[Passage shown]
>>

I'm also confused about dnsmasq: Running 'apt-get install dnsmasq' I discovered that it wasn't installed on the infra host yet (though installing it also didn't solve the problem). Moreover, I couldn't find dnsmasq in the prerequisites in the OSA deployment guide.
Kind regards, Oliver
On 03/09/2020 18:38, openstack-discuss-request@lists.openstack.org wrote:
Message: 1 Date: Thu, 3 Sep 2020 16:51:51 +0100 From: Jonathan Rosser jonathan.rosser@rd.bbc.co.uk To: openstack-discuss@lists.openstack.org Subject: Re: [openstack-ansible] OpenStack Ansible deployment fails due to lxc containers not having network connection Message-ID: e6746294-ada6-0f29-cdfb-59538396a0e0@rd.bbc.co.uk Content-Type: text/plain; charset=utf-8; format=flowed
Hi Oliver,
The default route would normally be via eth0 in the container, which I suspect has some issue.

<<

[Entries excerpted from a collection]
>>

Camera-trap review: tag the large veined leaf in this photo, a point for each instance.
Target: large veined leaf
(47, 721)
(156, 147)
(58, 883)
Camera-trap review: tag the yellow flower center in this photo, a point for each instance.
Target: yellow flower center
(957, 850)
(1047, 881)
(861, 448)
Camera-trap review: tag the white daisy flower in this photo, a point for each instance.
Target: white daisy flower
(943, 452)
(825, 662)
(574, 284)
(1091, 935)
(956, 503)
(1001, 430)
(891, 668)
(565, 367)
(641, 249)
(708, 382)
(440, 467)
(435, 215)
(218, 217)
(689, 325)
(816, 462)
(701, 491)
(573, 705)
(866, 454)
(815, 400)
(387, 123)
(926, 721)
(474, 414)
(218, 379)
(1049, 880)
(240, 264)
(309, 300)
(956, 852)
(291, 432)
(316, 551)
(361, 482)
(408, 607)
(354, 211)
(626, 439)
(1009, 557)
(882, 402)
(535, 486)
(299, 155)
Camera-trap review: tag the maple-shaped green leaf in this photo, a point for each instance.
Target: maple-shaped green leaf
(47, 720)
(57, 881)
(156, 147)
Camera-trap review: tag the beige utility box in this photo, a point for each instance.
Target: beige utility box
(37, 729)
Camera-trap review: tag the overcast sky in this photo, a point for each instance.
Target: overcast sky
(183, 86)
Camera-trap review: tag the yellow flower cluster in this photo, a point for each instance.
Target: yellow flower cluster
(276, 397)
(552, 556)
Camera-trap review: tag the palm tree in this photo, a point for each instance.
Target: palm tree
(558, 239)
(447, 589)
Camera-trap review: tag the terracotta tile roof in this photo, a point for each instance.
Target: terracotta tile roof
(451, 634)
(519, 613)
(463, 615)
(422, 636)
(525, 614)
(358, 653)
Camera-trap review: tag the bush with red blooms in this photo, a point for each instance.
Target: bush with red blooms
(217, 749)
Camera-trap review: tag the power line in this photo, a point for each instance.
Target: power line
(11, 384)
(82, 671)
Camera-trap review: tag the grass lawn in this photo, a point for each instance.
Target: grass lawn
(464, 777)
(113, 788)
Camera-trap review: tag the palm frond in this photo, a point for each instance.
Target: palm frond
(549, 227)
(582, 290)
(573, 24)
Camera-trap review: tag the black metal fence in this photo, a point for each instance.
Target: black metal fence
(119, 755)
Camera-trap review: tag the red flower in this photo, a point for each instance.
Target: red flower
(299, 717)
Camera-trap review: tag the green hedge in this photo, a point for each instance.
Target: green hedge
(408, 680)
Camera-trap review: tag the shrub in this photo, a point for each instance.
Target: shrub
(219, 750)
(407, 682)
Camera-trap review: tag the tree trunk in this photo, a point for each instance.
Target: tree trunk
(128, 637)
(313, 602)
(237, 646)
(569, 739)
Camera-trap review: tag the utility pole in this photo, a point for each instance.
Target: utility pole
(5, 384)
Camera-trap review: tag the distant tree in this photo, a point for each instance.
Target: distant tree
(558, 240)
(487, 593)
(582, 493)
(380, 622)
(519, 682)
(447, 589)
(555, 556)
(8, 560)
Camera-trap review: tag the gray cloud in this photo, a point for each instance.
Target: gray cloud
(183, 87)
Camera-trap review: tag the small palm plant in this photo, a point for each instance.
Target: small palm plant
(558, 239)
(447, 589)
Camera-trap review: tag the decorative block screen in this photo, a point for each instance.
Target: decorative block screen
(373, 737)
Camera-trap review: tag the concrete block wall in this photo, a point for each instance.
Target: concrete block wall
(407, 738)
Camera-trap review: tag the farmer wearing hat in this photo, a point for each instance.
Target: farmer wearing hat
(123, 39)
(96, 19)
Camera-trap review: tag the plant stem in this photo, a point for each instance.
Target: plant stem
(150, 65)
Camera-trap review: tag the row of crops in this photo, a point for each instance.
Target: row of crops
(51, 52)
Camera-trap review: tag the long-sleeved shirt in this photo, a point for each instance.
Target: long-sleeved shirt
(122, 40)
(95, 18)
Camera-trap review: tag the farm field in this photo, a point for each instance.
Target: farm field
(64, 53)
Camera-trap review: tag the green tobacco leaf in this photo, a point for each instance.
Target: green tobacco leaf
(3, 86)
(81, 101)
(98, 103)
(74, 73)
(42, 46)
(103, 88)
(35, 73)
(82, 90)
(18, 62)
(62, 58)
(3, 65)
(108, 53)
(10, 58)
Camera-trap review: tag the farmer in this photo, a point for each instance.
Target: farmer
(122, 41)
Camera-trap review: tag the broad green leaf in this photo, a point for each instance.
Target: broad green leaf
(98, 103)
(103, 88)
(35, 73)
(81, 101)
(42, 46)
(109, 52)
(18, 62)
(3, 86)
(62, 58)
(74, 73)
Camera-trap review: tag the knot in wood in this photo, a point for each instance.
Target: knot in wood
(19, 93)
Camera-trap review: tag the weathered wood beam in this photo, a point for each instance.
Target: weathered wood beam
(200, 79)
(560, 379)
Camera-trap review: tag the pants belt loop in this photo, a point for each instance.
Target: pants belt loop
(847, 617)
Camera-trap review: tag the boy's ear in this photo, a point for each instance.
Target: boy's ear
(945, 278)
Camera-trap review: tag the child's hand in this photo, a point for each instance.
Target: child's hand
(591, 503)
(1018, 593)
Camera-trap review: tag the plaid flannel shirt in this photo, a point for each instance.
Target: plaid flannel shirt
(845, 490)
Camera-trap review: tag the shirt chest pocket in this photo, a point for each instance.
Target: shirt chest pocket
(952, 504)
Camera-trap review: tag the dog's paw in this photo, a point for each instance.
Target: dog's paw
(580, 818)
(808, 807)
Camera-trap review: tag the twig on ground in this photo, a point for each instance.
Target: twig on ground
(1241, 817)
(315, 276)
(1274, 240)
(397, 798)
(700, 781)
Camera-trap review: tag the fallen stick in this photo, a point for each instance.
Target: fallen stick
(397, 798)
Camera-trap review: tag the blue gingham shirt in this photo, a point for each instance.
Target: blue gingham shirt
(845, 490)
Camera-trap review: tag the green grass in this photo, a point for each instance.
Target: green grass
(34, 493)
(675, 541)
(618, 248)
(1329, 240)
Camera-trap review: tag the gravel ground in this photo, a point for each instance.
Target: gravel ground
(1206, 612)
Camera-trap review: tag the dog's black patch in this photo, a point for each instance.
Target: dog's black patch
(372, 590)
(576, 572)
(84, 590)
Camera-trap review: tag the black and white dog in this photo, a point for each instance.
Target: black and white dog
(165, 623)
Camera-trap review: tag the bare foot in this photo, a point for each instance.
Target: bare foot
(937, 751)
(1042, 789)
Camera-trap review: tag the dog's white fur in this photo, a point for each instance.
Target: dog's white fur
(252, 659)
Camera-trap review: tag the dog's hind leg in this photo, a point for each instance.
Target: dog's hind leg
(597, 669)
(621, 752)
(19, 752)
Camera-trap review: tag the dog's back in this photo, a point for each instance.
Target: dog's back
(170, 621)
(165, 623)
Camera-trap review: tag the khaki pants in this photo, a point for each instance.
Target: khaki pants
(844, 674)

<<

[What is asked]
Answer these questions using the thread excerpt:
(a) Which command did the writer run to find out whether dnsmasq was present on the infra host?
(b) Where in the OSA deployment guide could the writer not find dnsmasq?
(c) Through which interface in the container would the default route normally go?
The entries are separate from the thread excerpt.

[Finished task]
(a) 'apt-get install dnsmasq'
(b) In the prerequisites
(c) eth0